**Passage provided**

At the same time, the residual clause leaves uncertainty about how much
risk it takes for a crime to qualify as a violent felony. . . . By combining indeterminacy about how to measure the risk posed by a crime with indeterminacy about how much risk it takes for the crime to qualify as a violent felony, the residual clause produces more unpredictability and arbitrariness than the Due Process Clause tolerates.Id. at 2557-2258 (second emphasis added)
The Supreme Court examined its repeated failure to produce a "principled and objective standard" in the application of the ACCA residual clause and noted the circuit splits that have resulted from the application of the residual clause to "the thousands of unenumerated crimes." Id. at 2558. The Supreme Court stated: "Common sense has not even produced a consistent conception of the degree of risk posed by each of the four enumerated crimes; there is no reason to expect it to fare any better with respect to thousands of unenumerated crimes." Id. at 2559. The Supreme Court distinguished the ACCA residual clause from other federal and state laws using terms like "substantial risk" noting that "almost all of the cited laws require gauging the riskiness of conduct in which an individual defendant engages on a particular occasion." Id. at 2561. The Supreme Court explained:
As a general matter, we do not doubt the constitutionality of laws that call for the application of a qualitative standard such as "substantial risk" to real-world conduct; "the law is full of instances where a man's fate depends on his estimating rightly . . . some matter of degree." The residual clause, however, requires application of the "serious potential risk" standard to an idealized ordinary case of the crime. Because "the elements necessary to determine the imaginary ideal are uncertain both in nature and degree of effect," this abstract inquiry offers significantly less predictability than one "[t]hat deals with the actual, not with an imaginary condition other than the facts.Id. (citations omitted).

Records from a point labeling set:
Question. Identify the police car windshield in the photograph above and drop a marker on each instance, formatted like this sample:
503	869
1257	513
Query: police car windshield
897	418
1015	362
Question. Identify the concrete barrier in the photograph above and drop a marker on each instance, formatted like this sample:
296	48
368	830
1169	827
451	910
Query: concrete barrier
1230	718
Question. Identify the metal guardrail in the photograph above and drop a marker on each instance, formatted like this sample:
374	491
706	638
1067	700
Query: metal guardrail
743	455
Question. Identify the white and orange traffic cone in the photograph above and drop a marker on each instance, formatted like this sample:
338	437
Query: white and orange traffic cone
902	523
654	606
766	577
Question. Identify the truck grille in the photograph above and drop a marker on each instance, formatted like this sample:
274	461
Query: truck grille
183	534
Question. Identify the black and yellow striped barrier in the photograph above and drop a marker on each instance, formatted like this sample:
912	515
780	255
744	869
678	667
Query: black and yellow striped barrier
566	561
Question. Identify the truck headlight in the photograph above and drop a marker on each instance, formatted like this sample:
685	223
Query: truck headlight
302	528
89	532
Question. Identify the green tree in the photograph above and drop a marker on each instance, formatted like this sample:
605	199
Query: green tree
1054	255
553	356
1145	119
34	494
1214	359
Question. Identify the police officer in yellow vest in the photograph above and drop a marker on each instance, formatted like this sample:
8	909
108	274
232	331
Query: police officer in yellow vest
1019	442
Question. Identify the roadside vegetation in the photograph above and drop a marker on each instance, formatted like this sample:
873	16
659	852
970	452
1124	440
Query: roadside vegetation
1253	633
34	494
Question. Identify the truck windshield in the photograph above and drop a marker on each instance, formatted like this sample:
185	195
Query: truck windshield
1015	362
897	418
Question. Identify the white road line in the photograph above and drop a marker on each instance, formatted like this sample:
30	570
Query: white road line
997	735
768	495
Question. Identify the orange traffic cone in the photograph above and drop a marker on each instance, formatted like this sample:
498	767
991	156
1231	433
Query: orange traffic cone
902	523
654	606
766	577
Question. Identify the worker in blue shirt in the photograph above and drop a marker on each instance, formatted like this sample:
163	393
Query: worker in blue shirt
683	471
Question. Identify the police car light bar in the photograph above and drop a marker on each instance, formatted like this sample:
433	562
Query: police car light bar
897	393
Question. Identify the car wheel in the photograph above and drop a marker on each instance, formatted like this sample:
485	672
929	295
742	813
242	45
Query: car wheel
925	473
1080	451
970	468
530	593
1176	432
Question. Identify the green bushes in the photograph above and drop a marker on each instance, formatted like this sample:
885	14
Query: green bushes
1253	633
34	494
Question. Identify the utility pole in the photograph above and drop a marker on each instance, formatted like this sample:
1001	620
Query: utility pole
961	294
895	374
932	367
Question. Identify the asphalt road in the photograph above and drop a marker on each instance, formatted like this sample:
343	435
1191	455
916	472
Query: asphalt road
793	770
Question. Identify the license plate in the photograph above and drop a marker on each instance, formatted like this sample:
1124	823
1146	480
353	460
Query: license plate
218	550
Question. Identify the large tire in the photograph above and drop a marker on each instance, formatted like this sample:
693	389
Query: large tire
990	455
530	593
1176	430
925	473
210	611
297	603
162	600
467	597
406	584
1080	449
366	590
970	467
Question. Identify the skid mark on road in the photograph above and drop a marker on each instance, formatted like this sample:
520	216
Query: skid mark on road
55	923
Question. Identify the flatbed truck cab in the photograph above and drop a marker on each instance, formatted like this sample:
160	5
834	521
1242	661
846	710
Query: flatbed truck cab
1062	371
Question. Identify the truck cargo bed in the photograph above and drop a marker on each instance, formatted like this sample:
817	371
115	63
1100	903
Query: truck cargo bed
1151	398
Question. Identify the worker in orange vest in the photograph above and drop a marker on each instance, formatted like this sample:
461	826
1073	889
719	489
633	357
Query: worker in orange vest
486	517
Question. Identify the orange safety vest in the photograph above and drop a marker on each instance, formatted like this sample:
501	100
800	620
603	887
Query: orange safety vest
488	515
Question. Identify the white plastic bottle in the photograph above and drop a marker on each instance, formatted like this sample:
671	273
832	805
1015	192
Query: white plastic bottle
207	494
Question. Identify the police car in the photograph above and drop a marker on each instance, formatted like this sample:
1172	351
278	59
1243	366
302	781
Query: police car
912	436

**Problem 1**
Do these statements agree with the passage on the ACCA residual clause? Answer yes or no for each, and quote the deciding words of the passage. (a) The Supreme Court expressed doubt about the constitutionality of laws applying a qualitative standard such as "substantial risk" to real-world conduct. (b) The Supreme Court stated that common sense has not produced a consistent conception of the degree of risk posed by each of the four enumerated crimes. (c) The residual clause produces less unpredictability and arbitrariness than the Due Process Clause tolerates.
**Problem 2**
Extend the passage on the ACCA residual clause, starting after its final sentence.

**Task response 1**
(a) No: "we do not doubt the constitutionality of laws that call for the application of a qualitative standard"
(b) Yes: "Common sense has not even produced a consistent conception of the degree of risk posed by each of the four enumerated crimes"
(c) No: "the residual clause produces more unpredictability and arbitrariness than the Due Process Clause tolerates"

**Task response 2**
In this case, the Court must determine whether the holding in Johnson that the residual clause of the ACCA "produces more unpredictability and arbitrariness than the Due Process Clause tolerates," Johnson, 135 S.Ct. at 2258 is clearly irreconcilable with the holding in Sandoval-Orellana that "PC § 289(a)(1) proscribes a categorical aggravated felony crime ofviolence under 18 U.S.C. § 16(b)." Sandoval-Orellana, 714 F.3d at 1180. In order to meet this "high standard," the decision in Johnson must undercut the theory or reasoning underlying the decision in Sandoval-Orellana "'in such a way that the cases are clearly irreconcilable.'" United States v. Delgado-Ramos, 635 F.3d 1237, 1239 (9th Cir. 2011) citing Miller v. Gammie, 335 F.3d 889, 900 (9th Cir. 2003) (en banc). "It is not enough for there to be 'some tension' between the intervening higher authority and prior circuit precedent, or for the intervening higher authority to 'cast doubt' on the prior circuit precedent.... Rather, 'the intervening higher precedent must be 'clearly inconsistent' with the prior circuit precedent.'" United States v. Dunn, 728 F.3d 1151, 1156 (9th Cir. 2013) quoting Lair v. Bullock, 697 F.3d 1200, 1207 (9th Cir. 2012).
Sandoval-Orellana is recent, binding authority on this district court. There are a number of material differences in the language of the ACCA residual clause and the language of 18 U.S.C. §16(b). Section 16(b) does not contain a list of "enumerated offenses" which the Supreme Court found "confusing" in judicial attempts to apply the ACCA residual clause. Johnson, 135 S.Ct. at 2561. More importantly, § 16(b) contains specific language limiting its application to the conduct "in the course of committing the offense." 18 U.S.C. § 16(b).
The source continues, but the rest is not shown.